- Written problem
Only the lines from the one with "Would you kindly indicate the potted palm" to the end of the data below should be given again, exactly, with both ends included and pictures omitted.

- Records for the exercise
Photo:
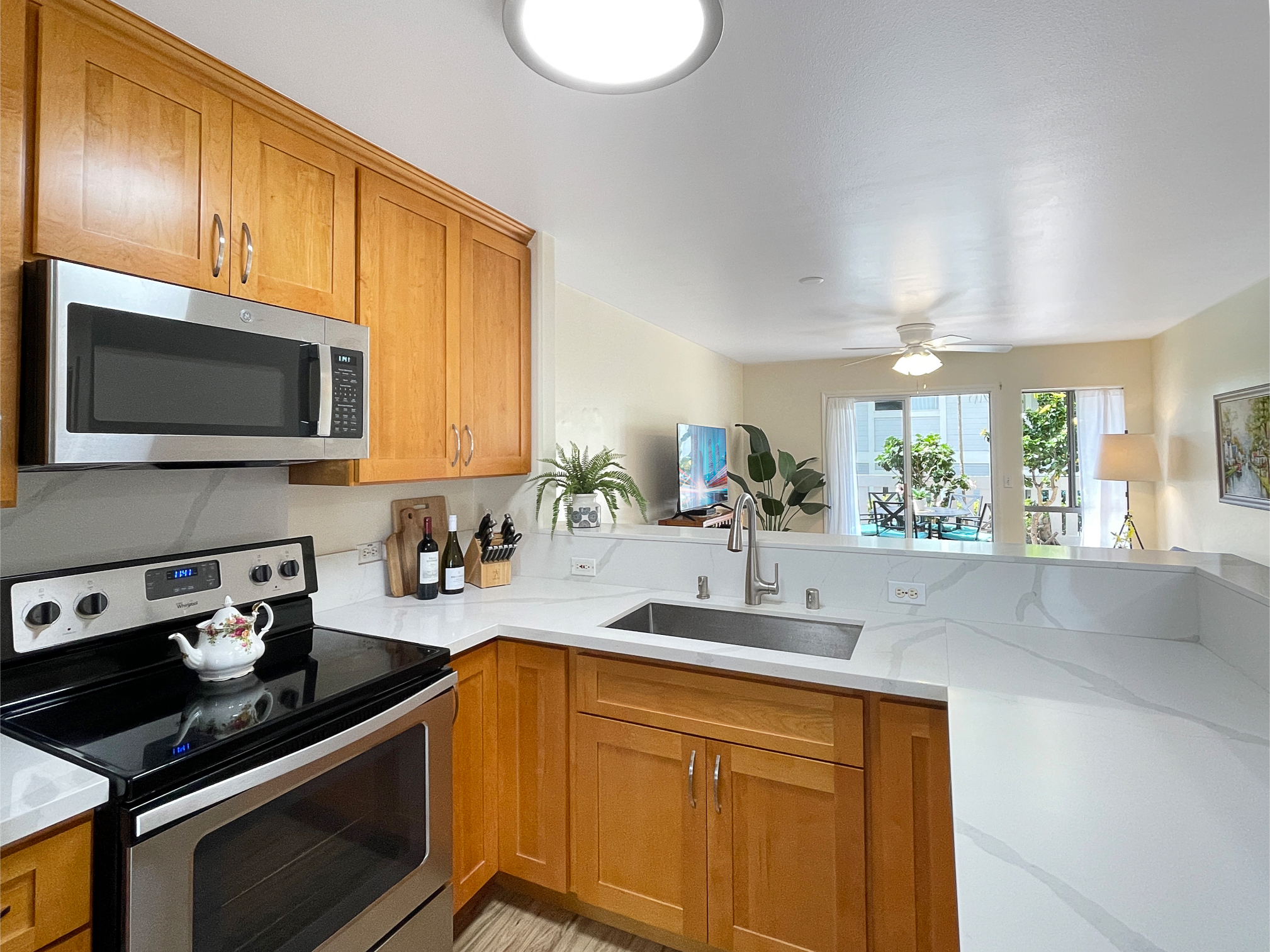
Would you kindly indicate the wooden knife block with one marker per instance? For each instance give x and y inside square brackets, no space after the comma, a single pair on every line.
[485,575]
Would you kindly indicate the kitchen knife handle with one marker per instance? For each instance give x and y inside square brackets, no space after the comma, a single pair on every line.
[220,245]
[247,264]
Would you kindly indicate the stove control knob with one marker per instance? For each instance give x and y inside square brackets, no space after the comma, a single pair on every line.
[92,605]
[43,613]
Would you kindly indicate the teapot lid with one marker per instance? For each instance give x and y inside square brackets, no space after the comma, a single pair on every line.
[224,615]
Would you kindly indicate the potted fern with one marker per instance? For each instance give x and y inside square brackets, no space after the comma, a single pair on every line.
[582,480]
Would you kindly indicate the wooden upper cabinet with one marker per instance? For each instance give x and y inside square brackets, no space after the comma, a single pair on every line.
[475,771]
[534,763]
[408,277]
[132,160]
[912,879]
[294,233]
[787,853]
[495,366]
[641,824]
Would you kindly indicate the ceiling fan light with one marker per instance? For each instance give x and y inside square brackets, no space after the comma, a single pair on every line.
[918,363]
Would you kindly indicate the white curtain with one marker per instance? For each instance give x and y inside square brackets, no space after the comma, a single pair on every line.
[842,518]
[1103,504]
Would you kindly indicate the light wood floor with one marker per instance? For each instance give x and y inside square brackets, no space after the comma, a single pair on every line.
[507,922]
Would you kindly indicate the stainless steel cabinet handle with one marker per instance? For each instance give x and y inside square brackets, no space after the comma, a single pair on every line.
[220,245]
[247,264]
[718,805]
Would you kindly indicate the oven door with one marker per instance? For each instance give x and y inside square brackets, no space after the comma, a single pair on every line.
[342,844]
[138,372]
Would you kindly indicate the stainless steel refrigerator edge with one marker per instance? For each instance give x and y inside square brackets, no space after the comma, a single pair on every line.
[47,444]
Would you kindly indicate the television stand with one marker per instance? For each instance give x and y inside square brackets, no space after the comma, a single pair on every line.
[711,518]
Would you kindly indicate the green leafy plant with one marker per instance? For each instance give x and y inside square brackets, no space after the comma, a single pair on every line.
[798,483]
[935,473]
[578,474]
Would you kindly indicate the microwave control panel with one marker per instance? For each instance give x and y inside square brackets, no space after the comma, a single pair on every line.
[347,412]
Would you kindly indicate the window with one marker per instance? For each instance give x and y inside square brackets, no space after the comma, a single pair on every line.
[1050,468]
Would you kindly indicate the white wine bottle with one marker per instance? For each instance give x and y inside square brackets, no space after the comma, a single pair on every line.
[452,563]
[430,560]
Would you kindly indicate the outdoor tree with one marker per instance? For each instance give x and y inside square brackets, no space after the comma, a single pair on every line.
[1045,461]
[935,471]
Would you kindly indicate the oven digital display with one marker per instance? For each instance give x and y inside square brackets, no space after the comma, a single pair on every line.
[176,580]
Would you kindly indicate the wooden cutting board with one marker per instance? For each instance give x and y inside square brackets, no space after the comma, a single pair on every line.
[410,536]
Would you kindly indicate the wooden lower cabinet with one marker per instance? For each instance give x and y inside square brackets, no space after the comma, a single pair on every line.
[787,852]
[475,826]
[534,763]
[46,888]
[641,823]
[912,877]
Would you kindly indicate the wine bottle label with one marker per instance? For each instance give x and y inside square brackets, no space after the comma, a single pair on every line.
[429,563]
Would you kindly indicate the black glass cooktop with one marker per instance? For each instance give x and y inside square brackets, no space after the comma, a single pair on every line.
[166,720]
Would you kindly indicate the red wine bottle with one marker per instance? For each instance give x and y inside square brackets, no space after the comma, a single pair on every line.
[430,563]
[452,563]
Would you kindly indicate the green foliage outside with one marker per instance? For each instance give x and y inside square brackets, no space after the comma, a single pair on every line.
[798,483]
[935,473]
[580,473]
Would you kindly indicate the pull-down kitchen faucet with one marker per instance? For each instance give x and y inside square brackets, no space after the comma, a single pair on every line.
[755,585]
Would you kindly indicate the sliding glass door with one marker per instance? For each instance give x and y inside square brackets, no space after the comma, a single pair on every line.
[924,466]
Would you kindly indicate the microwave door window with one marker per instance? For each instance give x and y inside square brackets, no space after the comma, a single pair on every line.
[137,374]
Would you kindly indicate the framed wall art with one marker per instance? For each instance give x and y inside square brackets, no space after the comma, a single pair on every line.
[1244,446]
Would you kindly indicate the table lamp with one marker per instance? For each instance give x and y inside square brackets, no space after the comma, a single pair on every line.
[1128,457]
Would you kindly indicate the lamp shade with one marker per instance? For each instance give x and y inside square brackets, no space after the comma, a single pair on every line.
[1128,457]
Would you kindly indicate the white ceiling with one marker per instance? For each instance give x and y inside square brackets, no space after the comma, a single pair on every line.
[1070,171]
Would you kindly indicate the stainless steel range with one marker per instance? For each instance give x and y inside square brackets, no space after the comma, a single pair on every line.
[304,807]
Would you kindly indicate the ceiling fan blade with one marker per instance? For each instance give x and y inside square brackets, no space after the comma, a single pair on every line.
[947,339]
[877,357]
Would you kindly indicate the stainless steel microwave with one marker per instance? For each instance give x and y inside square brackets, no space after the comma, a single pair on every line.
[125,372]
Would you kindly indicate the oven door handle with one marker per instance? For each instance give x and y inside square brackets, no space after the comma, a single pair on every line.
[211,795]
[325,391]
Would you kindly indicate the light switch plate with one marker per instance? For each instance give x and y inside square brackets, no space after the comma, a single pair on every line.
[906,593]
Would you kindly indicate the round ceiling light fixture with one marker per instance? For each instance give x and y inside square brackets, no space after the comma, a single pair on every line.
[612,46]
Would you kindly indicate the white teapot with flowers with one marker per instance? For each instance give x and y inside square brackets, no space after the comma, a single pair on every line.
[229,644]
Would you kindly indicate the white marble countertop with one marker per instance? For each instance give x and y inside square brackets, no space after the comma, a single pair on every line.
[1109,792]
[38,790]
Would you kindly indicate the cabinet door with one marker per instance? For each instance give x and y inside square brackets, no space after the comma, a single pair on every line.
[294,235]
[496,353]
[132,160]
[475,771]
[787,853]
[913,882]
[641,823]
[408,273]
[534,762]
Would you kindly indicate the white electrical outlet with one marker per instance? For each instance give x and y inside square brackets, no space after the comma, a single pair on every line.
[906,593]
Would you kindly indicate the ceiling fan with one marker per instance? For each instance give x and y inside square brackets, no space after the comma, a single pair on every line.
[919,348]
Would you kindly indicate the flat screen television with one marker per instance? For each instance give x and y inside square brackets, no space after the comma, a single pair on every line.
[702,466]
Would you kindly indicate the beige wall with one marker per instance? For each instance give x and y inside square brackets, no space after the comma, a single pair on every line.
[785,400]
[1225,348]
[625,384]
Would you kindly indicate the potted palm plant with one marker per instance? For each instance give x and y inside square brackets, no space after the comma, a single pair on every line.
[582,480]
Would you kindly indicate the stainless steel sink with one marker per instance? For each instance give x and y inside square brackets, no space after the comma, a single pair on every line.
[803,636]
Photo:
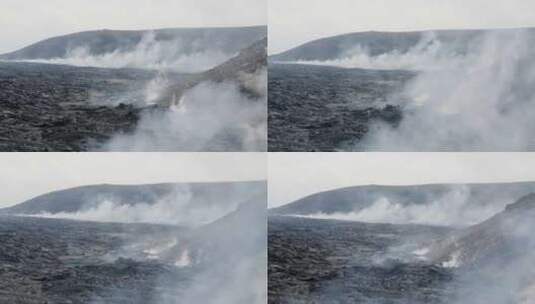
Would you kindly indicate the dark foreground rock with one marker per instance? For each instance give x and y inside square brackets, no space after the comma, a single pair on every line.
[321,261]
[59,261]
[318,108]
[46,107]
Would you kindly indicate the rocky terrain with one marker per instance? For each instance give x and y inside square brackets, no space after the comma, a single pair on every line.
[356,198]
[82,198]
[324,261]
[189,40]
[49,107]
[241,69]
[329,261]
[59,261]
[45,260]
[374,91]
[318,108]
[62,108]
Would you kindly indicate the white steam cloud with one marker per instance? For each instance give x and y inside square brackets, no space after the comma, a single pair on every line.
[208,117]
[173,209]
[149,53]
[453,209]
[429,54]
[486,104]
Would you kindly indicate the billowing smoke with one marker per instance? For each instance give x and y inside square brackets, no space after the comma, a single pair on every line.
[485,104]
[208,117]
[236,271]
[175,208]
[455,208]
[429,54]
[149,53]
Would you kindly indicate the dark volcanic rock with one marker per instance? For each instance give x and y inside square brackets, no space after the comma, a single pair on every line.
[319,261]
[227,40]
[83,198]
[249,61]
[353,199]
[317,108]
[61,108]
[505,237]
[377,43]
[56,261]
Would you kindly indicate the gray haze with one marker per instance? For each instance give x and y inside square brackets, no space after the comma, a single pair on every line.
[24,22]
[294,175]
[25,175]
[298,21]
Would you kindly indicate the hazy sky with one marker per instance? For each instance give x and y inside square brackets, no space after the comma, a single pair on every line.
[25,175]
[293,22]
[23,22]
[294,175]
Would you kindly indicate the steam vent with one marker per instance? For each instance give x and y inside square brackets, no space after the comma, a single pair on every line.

- Written solution
Would you kindly indicate the potted palm plant with one marker per instance? For each instance give x and y inside square brackets, no space after the comma, a single pair on every line.
[582,480]
Would you kindly indicate the stainless steel sink with one marker per instance? For each instance give x and y inside square brackets, no space after the comma, a single pair on every line.
[803,636]
Photo:
Would you kindly indicate the dark foreground rock with one marker per instance? For each instance give x and y inside square brackets, no space after the comma, a single pair on every line.
[321,261]
[59,261]
[318,108]
[46,107]
Would you kindly indicate the rocky terrain with one marker per instance? For each instance give x and y inside square brackets, no space after the comma, a single pair on every line.
[356,198]
[82,198]
[324,261]
[189,40]
[49,107]
[241,69]
[329,261]
[59,261]
[45,260]
[374,91]
[318,108]
[62,108]
Would you kindly indicate the white steam cloud with one marker per instance? For each instance give x and y inside square brackets, no space after the comma, a single pair on every line.
[208,117]
[173,209]
[149,53]
[453,209]
[429,54]
[486,104]
Would you kindly indicate the billowing smoke with one marker per instance? For each instance give x and y inside square brackets, no space after the comma, a single pair on every line.
[485,104]
[208,117]
[236,271]
[175,208]
[455,208]
[429,54]
[149,53]
Would you kindly indicate the dark volcanic rock with one marker per instance? For each instance give x and y inside square brackets, no space after the comma, a single pair on every line.
[319,261]
[227,40]
[83,198]
[249,61]
[353,199]
[317,108]
[61,108]
[505,237]
[377,43]
[56,261]
Would you kindly indicate the gray haze with one marker per instance? For each instance give x and y inside square brackets, no space after the comma, a single pair on every line.
[24,22]
[294,175]
[25,175]
[298,21]
Would you kindly indicate the hazy sky with one marker per instance? For each instance give x and y inside square brackets, no space after the comma, a single pair on every line.
[25,175]
[293,22]
[23,22]
[294,175]
Would you kindly indicate the steam vent with one marker per instance? For each instance give x and y inside square brackets, no space after the comma, a single pair on every line.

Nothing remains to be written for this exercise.